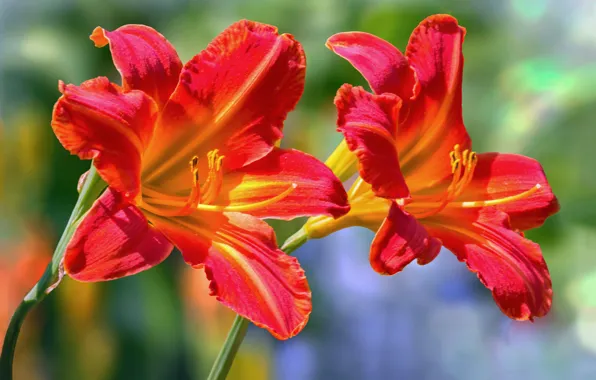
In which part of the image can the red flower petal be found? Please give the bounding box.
[457,153,560,231]
[220,148,350,220]
[153,211,311,339]
[335,84,410,199]
[64,188,173,281]
[52,77,158,198]
[406,15,465,102]
[326,31,417,99]
[424,208,552,320]
[143,20,305,184]
[90,25,182,108]
[397,15,470,192]
[370,202,441,275]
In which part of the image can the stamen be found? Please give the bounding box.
[190,156,199,169]
[408,144,478,219]
[406,144,541,218]
[140,150,297,217]
[451,151,477,199]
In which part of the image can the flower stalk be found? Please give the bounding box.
[206,228,309,380]
[0,165,106,379]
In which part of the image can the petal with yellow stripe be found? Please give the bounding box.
[219,148,349,220]
[151,211,312,339]
[143,20,306,185]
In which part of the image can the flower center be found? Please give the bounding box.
[405,144,541,219]
[197,149,226,206]
[141,149,296,217]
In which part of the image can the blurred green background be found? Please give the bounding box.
[1,0,596,379]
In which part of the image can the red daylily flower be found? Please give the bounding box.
[51,20,349,339]
[307,14,559,320]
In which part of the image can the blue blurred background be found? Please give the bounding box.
[1,0,596,379]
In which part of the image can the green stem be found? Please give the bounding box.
[0,165,106,379]
[206,315,249,380]
[280,227,308,254]
[206,227,309,380]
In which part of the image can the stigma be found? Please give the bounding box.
[406,145,541,219]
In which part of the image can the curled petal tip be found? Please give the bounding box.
[325,33,348,49]
[58,80,66,94]
[90,26,109,47]
[76,170,90,193]
[420,14,460,28]
[324,36,336,50]
[430,13,459,22]
[416,14,467,39]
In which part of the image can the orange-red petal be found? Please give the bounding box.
[90,25,182,108]
[405,15,465,104]
[220,148,349,220]
[64,188,173,281]
[457,153,560,231]
[370,202,441,275]
[335,84,410,199]
[397,15,470,192]
[424,208,552,320]
[143,20,305,185]
[326,31,417,99]
[52,77,158,199]
[152,211,311,339]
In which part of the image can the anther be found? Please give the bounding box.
[190,155,199,170]
[200,149,225,205]
[451,159,460,174]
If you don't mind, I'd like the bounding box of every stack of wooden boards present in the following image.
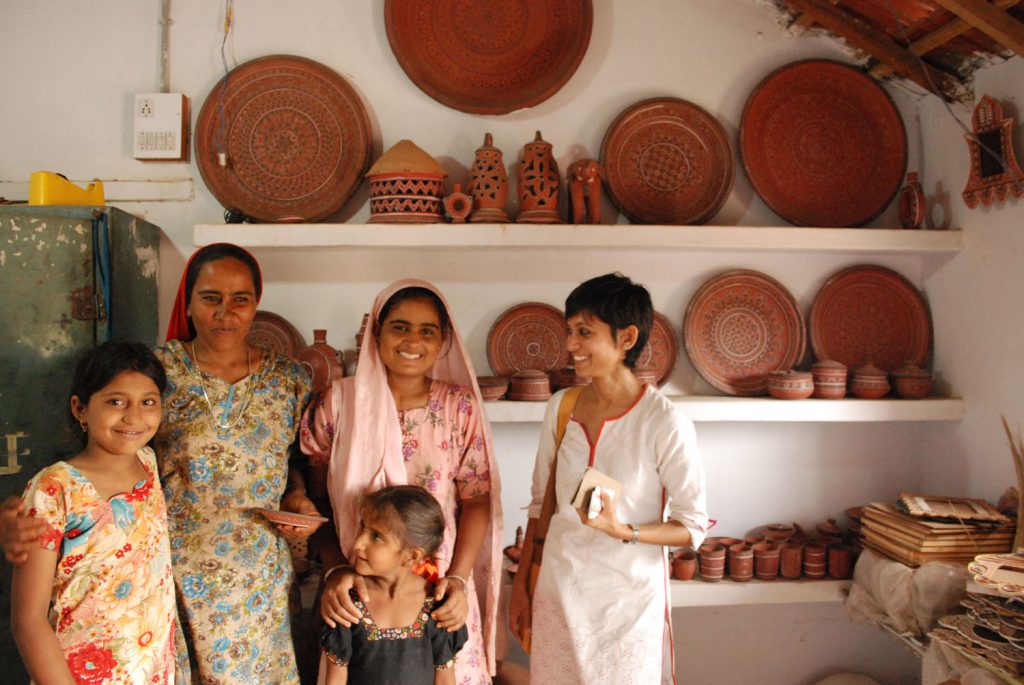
[861,500,1015,567]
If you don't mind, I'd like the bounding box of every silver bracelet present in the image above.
[323,564,351,582]
[446,574,469,591]
[622,523,640,544]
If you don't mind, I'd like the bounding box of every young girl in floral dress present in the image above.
[11,339,178,684]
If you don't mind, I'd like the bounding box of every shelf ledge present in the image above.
[485,397,965,423]
[194,223,963,255]
[671,578,850,607]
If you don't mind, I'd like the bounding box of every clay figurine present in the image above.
[566,158,605,224]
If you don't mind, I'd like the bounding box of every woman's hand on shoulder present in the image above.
[320,566,366,628]
[431,575,469,632]
[275,489,324,540]
[1,496,49,564]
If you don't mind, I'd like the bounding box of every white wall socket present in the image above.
[133,93,189,161]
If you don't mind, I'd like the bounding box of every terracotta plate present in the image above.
[602,98,734,225]
[683,270,806,396]
[635,311,678,387]
[487,303,570,377]
[247,310,305,359]
[253,508,328,529]
[195,55,372,222]
[384,0,592,115]
[809,265,931,372]
[740,59,907,227]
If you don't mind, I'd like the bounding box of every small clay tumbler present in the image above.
[699,544,726,582]
[811,359,847,399]
[803,542,827,579]
[728,543,753,582]
[752,542,780,580]
[828,544,854,580]
[672,549,698,581]
[780,542,804,579]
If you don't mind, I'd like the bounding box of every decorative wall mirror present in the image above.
[962,95,1024,208]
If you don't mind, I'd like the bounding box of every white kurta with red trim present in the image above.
[527,385,708,685]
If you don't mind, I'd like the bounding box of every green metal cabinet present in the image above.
[0,205,160,678]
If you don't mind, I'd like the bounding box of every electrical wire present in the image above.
[214,0,235,163]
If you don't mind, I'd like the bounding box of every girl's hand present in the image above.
[1,496,49,564]
[431,576,469,631]
[275,490,324,540]
[507,577,531,642]
[320,567,367,628]
[579,490,629,541]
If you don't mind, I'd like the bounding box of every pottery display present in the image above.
[507,369,552,401]
[672,548,698,581]
[850,362,891,399]
[247,310,305,357]
[765,523,795,542]
[517,131,560,223]
[295,329,345,394]
[803,542,827,579]
[487,302,571,377]
[767,370,814,400]
[549,366,590,391]
[699,544,726,582]
[898,172,926,229]
[828,544,854,580]
[566,159,604,224]
[811,359,847,399]
[634,311,678,387]
[780,542,803,579]
[443,183,473,223]
[752,542,780,580]
[728,543,753,582]
[468,133,510,223]
[367,139,446,223]
[891,363,934,399]
[477,376,510,402]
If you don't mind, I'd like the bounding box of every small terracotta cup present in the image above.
[803,542,827,579]
[699,544,726,582]
[728,543,753,582]
[671,548,698,581]
[811,359,847,399]
[828,544,854,579]
[752,542,780,580]
[767,370,814,400]
[780,542,804,579]
[850,362,891,399]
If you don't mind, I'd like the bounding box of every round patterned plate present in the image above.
[635,311,678,387]
[740,59,907,227]
[384,0,593,115]
[195,55,372,222]
[487,303,570,377]
[602,97,734,225]
[683,270,806,396]
[809,265,931,372]
[247,310,305,358]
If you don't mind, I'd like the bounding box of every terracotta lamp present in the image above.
[367,139,446,223]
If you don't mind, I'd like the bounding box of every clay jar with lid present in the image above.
[765,523,795,543]
[803,542,827,579]
[828,544,854,579]
[850,362,891,399]
[811,359,847,399]
[550,366,590,391]
[508,370,551,401]
[728,543,754,582]
[767,370,814,400]
[698,544,725,582]
[671,548,698,581]
[891,363,934,399]
[780,542,804,579]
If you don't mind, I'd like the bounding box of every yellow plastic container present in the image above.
[28,171,105,206]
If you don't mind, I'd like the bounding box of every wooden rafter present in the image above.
[930,0,1024,55]
[870,0,1021,78]
[782,0,965,99]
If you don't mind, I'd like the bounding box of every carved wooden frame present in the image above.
[963,95,1024,208]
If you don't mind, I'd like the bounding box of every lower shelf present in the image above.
[931,634,1023,685]
[670,578,850,607]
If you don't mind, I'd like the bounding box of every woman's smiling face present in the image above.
[376,297,444,380]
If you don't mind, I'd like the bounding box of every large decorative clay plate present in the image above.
[740,59,907,227]
[809,265,931,372]
[247,311,305,359]
[683,270,806,396]
[635,311,678,387]
[384,0,592,114]
[602,98,734,225]
[487,303,570,377]
[195,55,372,222]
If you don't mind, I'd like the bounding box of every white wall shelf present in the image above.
[484,397,965,424]
[194,223,963,256]
[671,578,850,607]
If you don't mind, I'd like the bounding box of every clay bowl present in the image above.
[891,363,933,399]
[767,370,814,400]
[507,369,552,401]
[477,375,509,401]
[850,363,890,399]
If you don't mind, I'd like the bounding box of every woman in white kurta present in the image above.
[509,273,708,685]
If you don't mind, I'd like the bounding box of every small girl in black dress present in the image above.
[321,485,467,685]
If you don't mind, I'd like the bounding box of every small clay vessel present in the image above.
[765,523,795,542]
[295,329,345,394]
[517,131,560,223]
[698,544,725,582]
[468,133,510,223]
[803,541,827,579]
[898,172,926,229]
[828,544,854,579]
[780,542,804,579]
[850,362,890,399]
[767,370,814,400]
[811,359,847,399]
[728,543,753,582]
[443,183,473,223]
[752,542,780,580]
[891,363,933,399]
[672,548,698,581]
[508,369,551,401]
[477,375,510,401]
[549,366,591,391]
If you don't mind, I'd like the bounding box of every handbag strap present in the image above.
[534,386,584,542]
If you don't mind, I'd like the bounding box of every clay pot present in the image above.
[728,543,754,582]
[767,370,814,400]
[443,183,473,223]
[891,363,933,399]
[752,542,780,580]
[828,544,854,579]
[698,544,726,582]
[717,537,743,550]
[517,131,560,224]
[765,523,795,542]
[508,370,551,401]
[744,534,766,546]
[366,139,446,224]
[780,542,804,579]
[816,518,843,543]
[468,133,510,223]
[295,329,345,394]
[811,359,847,399]
[803,542,827,579]
[672,548,698,581]
[850,362,890,399]
[549,366,591,391]
[477,376,509,401]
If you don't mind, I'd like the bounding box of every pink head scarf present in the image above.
[325,279,503,674]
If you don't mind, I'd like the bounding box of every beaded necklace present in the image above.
[190,340,256,434]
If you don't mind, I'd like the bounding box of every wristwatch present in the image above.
[623,523,640,544]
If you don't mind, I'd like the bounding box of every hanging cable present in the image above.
[214,0,234,167]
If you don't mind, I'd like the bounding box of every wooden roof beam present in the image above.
[782,0,965,99]
[930,0,1024,56]
[870,0,1021,78]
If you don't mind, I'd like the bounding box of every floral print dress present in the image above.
[154,340,311,685]
[21,446,177,685]
[302,379,493,685]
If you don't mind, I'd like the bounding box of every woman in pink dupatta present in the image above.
[300,279,502,684]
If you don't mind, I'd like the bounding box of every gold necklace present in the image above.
[190,341,256,434]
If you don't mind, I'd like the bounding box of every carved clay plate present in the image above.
[969,554,1024,597]
[809,265,931,372]
[487,303,570,377]
[683,270,806,396]
[602,97,734,225]
[384,0,592,114]
[195,55,372,222]
[247,310,305,359]
[635,311,678,387]
[740,59,907,227]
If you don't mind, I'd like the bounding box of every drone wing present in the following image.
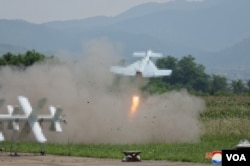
[7,105,20,131]
[154,69,172,77]
[19,121,47,143]
[143,60,172,77]
[19,122,30,139]
[18,96,47,143]
[18,96,32,116]
[0,99,7,140]
[49,106,63,132]
[0,122,4,141]
[30,121,47,143]
[35,97,47,112]
[0,132,4,141]
[110,59,145,76]
[110,66,134,76]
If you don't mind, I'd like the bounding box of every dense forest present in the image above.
[0,51,249,96]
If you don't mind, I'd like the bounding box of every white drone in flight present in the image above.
[110,49,172,78]
[0,96,65,155]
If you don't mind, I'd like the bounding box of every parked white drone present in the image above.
[110,49,172,78]
[0,96,65,155]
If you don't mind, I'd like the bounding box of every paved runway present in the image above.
[0,152,211,166]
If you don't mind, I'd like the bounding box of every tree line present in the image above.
[0,50,249,95]
[143,55,250,95]
[0,50,49,68]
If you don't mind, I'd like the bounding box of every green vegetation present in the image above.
[0,51,250,163]
[201,96,250,136]
[0,50,52,68]
[1,136,249,163]
[143,55,250,95]
[1,96,249,163]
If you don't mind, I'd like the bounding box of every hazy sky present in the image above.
[0,0,176,23]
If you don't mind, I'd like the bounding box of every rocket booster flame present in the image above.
[130,95,140,117]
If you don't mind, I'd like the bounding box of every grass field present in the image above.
[1,95,250,163]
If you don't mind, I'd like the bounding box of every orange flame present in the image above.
[130,95,140,117]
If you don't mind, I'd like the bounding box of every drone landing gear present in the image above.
[9,143,19,156]
[40,143,46,156]
[40,151,46,156]
[10,130,19,157]
[10,152,18,156]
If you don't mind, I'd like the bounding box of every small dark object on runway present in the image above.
[122,151,141,162]
[234,139,250,150]
[40,150,46,156]
[9,152,19,157]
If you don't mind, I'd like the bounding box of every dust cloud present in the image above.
[0,39,205,144]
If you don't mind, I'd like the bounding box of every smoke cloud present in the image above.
[0,38,205,144]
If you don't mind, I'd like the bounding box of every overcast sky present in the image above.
[0,0,204,23]
[0,0,176,23]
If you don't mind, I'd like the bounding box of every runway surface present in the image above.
[0,152,212,166]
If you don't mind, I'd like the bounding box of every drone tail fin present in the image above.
[49,106,63,132]
[0,122,4,141]
[133,50,163,58]
[7,105,20,131]
[0,132,4,141]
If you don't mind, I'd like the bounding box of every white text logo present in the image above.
[226,154,246,162]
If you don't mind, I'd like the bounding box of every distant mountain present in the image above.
[0,43,27,55]
[210,37,250,67]
[0,0,249,79]
[204,37,250,80]
[110,0,250,51]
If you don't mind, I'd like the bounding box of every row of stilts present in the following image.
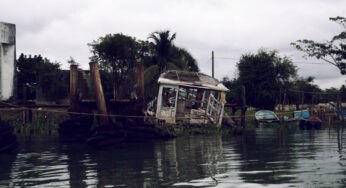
[59,62,169,148]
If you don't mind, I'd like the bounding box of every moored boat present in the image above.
[255,110,280,127]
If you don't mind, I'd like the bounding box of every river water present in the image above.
[0,126,345,187]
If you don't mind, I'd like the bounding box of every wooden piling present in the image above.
[212,51,214,78]
[89,62,109,126]
[136,59,144,114]
[70,65,78,112]
[22,108,26,125]
[328,116,332,128]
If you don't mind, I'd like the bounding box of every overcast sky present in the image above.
[1,0,345,89]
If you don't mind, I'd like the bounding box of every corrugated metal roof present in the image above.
[158,70,229,91]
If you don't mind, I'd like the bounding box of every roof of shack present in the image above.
[158,70,229,91]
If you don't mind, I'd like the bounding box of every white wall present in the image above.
[0,22,15,100]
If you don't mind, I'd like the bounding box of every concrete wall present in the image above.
[0,22,15,100]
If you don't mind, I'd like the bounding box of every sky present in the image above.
[1,0,345,89]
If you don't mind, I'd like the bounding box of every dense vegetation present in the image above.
[15,30,199,103]
[16,54,68,102]
[222,49,345,110]
[89,30,199,101]
[14,25,345,109]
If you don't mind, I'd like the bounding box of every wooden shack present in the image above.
[154,71,229,126]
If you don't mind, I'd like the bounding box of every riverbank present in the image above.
[0,107,344,137]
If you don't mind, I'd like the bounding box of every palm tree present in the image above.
[148,30,176,73]
[144,30,199,101]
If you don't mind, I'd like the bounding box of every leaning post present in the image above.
[136,59,145,114]
[69,64,78,112]
[89,62,109,126]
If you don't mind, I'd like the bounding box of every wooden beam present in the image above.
[136,59,144,114]
[89,62,109,126]
[69,64,78,111]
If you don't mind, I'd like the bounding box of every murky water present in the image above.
[1,126,346,187]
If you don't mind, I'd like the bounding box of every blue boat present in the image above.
[293,110,310,119]
[294,110,322,129]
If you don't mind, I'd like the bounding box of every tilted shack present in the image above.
[155,70,229,126]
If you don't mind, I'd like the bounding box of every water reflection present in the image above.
[0,153,17,187]
[9,137,70,187]
[229,129,298,184]
[62,144,89,188]
[336,125,344,153]
[0,126,346,187]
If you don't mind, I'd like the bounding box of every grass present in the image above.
[0,108,70,136]
[166,125,233,136]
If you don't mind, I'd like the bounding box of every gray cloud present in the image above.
[1,0,345,89]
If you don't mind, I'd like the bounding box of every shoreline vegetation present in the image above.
[0,107,343,137]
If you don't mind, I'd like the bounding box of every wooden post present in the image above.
[283,91,287,111]
[328,116,332,128]
[279,87,282,112]
[241,85,246,128]
[89,62,109,126]
[70,65,78,112]
[340,91,344,122]
[301,92,304,110]
[212,51,214,78]
[22,108,26,125]
[136,59,144,114]
[231,106,236,117]
[28,109,32,123]
[337,93,343,121]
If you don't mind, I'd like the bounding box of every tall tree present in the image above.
[89,33,143,99]
[291,16,346,75]
[16,54,68,102]
[237,49,297,110]
[148,30,177,73]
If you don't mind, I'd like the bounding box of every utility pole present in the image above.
[212,50,214,78]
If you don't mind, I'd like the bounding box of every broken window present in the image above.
[162,87,177,108]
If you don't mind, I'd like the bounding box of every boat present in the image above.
[294,110,322,129]
[255,110,280,126]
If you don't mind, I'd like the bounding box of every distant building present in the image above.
[0,22,15,100]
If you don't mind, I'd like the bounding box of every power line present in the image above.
[287,89,340,95]
[211,56,330,65]
[215,57,239,60]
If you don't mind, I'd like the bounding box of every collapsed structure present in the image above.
[154,70,229,126]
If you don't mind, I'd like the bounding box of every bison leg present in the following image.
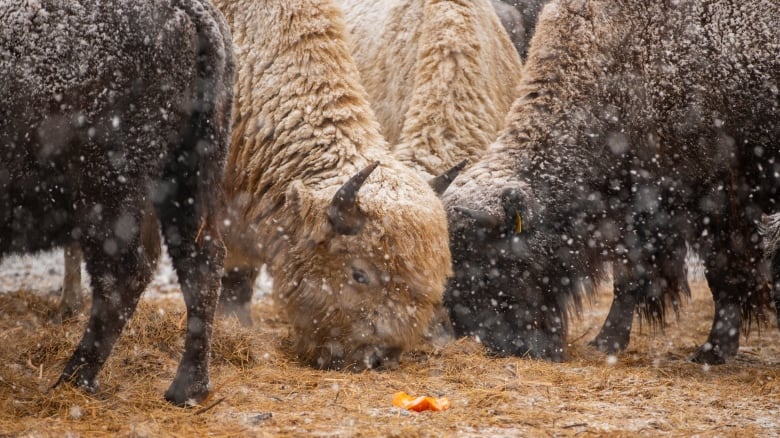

▬▬▬

#### Task goal:
Transcribe the span of lines that runs from the line with "pole present in the image above." to the end of the data, both ends included, exactly, with nothing else and no pictures.

#### Finished exercise:
If you don't mind, I'd like the bounding box of every utility pole present in the image above.
[212,50,214,78]
If you don't mind, I'd like the bounding box of every broken window present in the image above.
[162,87,177,108]
If you don't mind, I'd like the bounding box of every boat present in the image above.
[294,110,322,129]
[255,110,280,126]
If you don't mind, I'd like the bounding box of every distant building present in the image above.
[0,22,15,100]
If you don't mind, I'd like the bounding box of every power line present in the image above.
[287,89,340,95]
[211,56,330,65]
[215,57,239,60]
If you don't mind, I'd like the bounding box of every collapsed structure present in the image above.
[154,70,229,126]
If you don't mind, I'd like the bounding box of every bison leg present in the following image.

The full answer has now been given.